_PROBLEM REQUIREMENTS_
Only one number is wanted here: how many lines of the data hold "coupe".

_RECORDS_

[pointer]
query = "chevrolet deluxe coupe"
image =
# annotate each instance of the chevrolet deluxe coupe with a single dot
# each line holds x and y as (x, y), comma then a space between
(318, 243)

_WRITTEN ANSWER_
2